Gold: $1684.80/ Silver: $39.15

SGS Notes: The big news this week was the downgrading of the US credit rating from AAA to AA+ with S&P. I won't fill the newsletter with that since it's been in all the news... But what we are about to watch is the coming spike in gold and silver prices due to this and other factors... The downgrading of the US Dollar will have a huge domino effect on other currencies around the world. So we will be seeing unbelievable volatility everywhere in the markets... and demand is about to go sky high.

 

Silver's Performance to Triple That of Gold over The Next 3-5 Years..

Eric Sprott

Silver is likely to be the investment of the decade in the same way that gold was the investment of the last one as both industrial and investment demand come to the fore, says Eric Sprott

 

According to Sprott Asset Management CEO, Eric Sprott, Silver is the investment of the decade. Not only is it likely to reach $50 an ounce by the end of the year but, he says, over the next three to five years, it's performance is likely to treble that of gold's.

Speaking on Mineweb.com's Metals Weekly podcast, Sprott said, "We've been huge proponents of gold over the last 11 years, and we've been involved in silver over that same time period but beginning about a year ago it became extremely evident to us that the investment demand for silver was massively understated."

This move also appears to be occurring in India, where festival celebrants, deterred by high gold prices have been buying silver ornaments as gifts. (See: Silver puts gold in the shade.)

He adds, as a result of this, the ratio between the two metals is likely to get back to a more "appropriate" level around 16:1 - it is currently around 37:1 and only in June last year it was sitting around the 70:1 level.

"If one looked at the silver and gold sales as an example of the US Mint, so far this year, people have put the same dollars into silver as they've put into gold - which can't carry on with the price being 38:1 - you just can't have the same amount of money going in. We see the same thing in the ETFs - the silver ETFs have been growing while the gold ETFs so far this year, have declined," he says.

One of the main reasons for this, according to Sprott is that more and more people are viewing gold, and now silver, as the reserve currency and given the state of the world, there is a shift from paper to hard currencies.

It is not, however, just Sprott who sees this shift toward hard currencies. The state of Utah, recently signed a law which has made it the first U.S. state to recognize federally issued gold and silver coins as legal tender.

Asked why there is likely to be such a large relative outperformance, Sprott says, "the fundamentals for the two metals are entirely different. There is huge industrial demand for silver, there's not much industrial demand for gold. It's interesting when you look at how many dollars of gold are produced in a year and what's available for saving, and how many ounces of silver are produced per year, and how many of those ounces are available for investment, the ratio is something like there are 10 times more gold available for investment in dollars every year, than there is silver. So if the guy is just as happy to own silver as gold, the fundamentals are going to diverge markedly here."

- [Data to examine]
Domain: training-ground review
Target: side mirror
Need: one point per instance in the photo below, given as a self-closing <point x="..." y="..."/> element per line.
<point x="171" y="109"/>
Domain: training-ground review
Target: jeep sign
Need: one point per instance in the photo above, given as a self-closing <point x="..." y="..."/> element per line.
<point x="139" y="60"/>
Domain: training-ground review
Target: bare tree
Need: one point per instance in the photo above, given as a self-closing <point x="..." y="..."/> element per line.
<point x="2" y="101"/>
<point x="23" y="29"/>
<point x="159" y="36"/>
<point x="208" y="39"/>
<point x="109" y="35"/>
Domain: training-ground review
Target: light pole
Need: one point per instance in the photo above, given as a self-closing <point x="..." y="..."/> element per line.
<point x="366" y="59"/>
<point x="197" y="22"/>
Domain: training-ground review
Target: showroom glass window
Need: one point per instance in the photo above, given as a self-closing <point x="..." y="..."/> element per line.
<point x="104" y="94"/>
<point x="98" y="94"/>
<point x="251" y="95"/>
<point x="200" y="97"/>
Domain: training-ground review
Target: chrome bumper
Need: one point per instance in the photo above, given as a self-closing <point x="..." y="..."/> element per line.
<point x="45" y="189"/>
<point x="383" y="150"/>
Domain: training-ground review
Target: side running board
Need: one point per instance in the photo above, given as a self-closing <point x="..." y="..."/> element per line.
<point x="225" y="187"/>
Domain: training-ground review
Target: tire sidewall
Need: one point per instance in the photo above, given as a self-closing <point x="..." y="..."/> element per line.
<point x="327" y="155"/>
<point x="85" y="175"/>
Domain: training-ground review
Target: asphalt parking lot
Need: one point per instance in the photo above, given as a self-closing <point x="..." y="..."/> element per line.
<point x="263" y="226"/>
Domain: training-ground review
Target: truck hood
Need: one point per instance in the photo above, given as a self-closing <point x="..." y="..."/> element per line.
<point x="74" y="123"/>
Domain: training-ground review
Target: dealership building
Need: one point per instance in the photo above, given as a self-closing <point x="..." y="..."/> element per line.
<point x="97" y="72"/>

- [Required work]
• 1. Print the passage of the silver newsletter text between "One of the main" and "as legal tender.", inclusive.
• 2. Carry on the silver newsletter text from the point where it stops.

- [Results for the exercise]
• 1.
One of the main reasons for this, according to Sprott is that more and more people are viewing gold, and now silver, as the reserve currency and given the state of the world, there is a shift from paper to hard currencies.

It is not, however, just Sprott who sees this shift toward hard currencies. The state of Utah, recently signed a law which has made it the first U.S. state to recognize federally issued gold and silver coins as legal tender.

• 2.
With the growing industrial uses for the metal in, among other areas, photovoltaic cells, and the medical field (for its antibacterial properties) on top of the growing investment demand, higher prices could result in some substitution but, according to Sprott this is not really a concern as the dollar value of the silver is almost immaterial to the total cost of the product.

Any clouds to the silver lining?

Asked if there are any potential hiccoughs to the run for silver that he is predicting, Sprott says that while there are a few things that would cause him to change his mind, he does not really see any of them coming to pass any time soon

The first cloud, according to Sprott would be fiscal and monetary responsibility by governments and central banks but, he says, this is certainly not evident at present and would go so far as to say, " ever since we had QE1, the reason to own gold and silver has just changed materially here because of the irresponsibility of the central banks in the world

The other potential hiccough, he says would be some kind of massive mania type blow off, " you have to take your best guesses when something like that might end - I don't see it as being anywhere near that stage at this point."

And, finally he says, "The other thing that would have an impact is if, ultimately, gold and silver in fact are named reserve currencies - then we will all have accomplished what we're after and you may or may not need it neat because it's now money."

Where to from here?

According to Sprott Silver will move to $50 dollars this year before powering ahead, "If you ask me in the three to five year time frame, obviously I think it's going to go north of $100 simply because we'll get that 16:1 ratio and I certainly see gold going a lot higher, so that's my outlook here and therefore the rewards for owning silver and the equities will be quite outstanding."

Quote of the Week                               

“By this means (fractional reserve banking) government may secretly and unobserved, confiscate the wealth of the people, and not one man in a million will detect the theft.”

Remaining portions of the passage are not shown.